**Data to use**
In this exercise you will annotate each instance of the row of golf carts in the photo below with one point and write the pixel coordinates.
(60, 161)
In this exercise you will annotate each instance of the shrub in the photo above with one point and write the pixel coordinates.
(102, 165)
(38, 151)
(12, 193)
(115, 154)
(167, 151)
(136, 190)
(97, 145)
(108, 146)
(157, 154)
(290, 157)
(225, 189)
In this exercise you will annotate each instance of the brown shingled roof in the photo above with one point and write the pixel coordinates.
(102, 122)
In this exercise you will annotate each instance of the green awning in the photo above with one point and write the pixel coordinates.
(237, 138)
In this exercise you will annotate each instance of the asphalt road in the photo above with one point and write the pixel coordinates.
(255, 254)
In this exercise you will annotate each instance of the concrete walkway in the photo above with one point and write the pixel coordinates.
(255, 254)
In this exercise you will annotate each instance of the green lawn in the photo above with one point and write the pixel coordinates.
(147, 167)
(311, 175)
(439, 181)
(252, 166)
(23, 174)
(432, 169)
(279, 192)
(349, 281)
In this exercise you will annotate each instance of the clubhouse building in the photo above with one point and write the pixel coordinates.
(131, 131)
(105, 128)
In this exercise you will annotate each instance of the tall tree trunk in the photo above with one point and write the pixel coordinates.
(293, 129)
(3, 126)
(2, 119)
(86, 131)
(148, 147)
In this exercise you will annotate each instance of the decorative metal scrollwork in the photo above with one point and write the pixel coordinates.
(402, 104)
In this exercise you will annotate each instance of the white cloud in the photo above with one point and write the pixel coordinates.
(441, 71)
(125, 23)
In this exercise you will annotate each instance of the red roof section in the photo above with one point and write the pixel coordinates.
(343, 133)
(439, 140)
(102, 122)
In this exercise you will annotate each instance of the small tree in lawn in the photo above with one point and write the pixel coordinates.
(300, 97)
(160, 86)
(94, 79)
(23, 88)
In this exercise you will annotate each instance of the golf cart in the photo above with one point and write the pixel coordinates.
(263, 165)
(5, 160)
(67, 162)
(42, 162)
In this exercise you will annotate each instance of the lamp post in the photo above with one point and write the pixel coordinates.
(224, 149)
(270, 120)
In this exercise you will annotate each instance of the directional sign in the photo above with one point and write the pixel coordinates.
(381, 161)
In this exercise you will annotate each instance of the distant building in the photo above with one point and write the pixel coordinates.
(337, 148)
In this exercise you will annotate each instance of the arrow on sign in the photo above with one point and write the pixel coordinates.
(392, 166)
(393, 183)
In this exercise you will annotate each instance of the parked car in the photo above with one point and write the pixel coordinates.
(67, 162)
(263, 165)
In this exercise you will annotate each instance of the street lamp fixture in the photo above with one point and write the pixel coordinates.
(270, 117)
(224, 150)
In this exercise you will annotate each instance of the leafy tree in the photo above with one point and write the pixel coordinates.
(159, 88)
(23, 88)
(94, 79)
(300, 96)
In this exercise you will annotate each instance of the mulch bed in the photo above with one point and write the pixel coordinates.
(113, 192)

**Prompt**
Transcribe, word for word, every line from the one containing "of the decorative" through the final line of the entries, and nothing else.

**Finished exercise**
In this exercise you will annotate each instance of the decorative metal scrollwork in the photo above with one point and write the pixel coordinates.
(402, 104)
In this exercise you will annotate each instance of the white cloud in the photo above with one point and write the pixel coordinates.
(441, 71)
(125, 23)
In this exercise you will annotate each instance of the red roof section in the photo above with one point and write the pixel coordinates.
(343, 133)
(439, 140)
(102, 122)
In this exercise you will annotate each instance of the small tree in lawn in the photo above with one point and write the pixel coordinates.
(300, 97)
(160, 86)
(94, 79)
(23, 88)
In this exercise you will annotate each instance of the golf cart in the photo above with one point and write the pixel coordinates.
(263, 165)
(5, 160)
(67, 162)
(42, 162)
In this exercise you will annotate each instance of the lamp post in the photo above with one point and write the pixel coordinates.
(224, 149)
(270, 120)
In this exercise you will annotate each instance of the directional sign in the photo above with one point and write the pixel coordinates.
(381, 161)
In this exercise you will annotate each instance of the distant building in the photo above with one point and write the pixel coordinates.
(337, 148)
In this exercise you will annotate each instance of the arrow on sign in the photo above with one point and write the pixel coordinates.
(392, 166)
(393, 183)
In this exercise you will annotate each instance of the parked car in the photo above with one point and write the pixel coordinates.
(67, 162)
(263, 165)
In this exercise you will annotate each instance of the street lamp fixture in the photo above with one point and write the pixel coordinates.
(270, 117)
(224, 150)
In this exercise you will annotate each instance of the leafy tree in the photo above with one point and write the pixel coordinates.
(159, 88)
(23, 88)
(94, 79)
(300, 96)
In this exercise you will annotate each instance of the mulch bed in the photo above with one point and write the pixel coordinates.
(113, 192)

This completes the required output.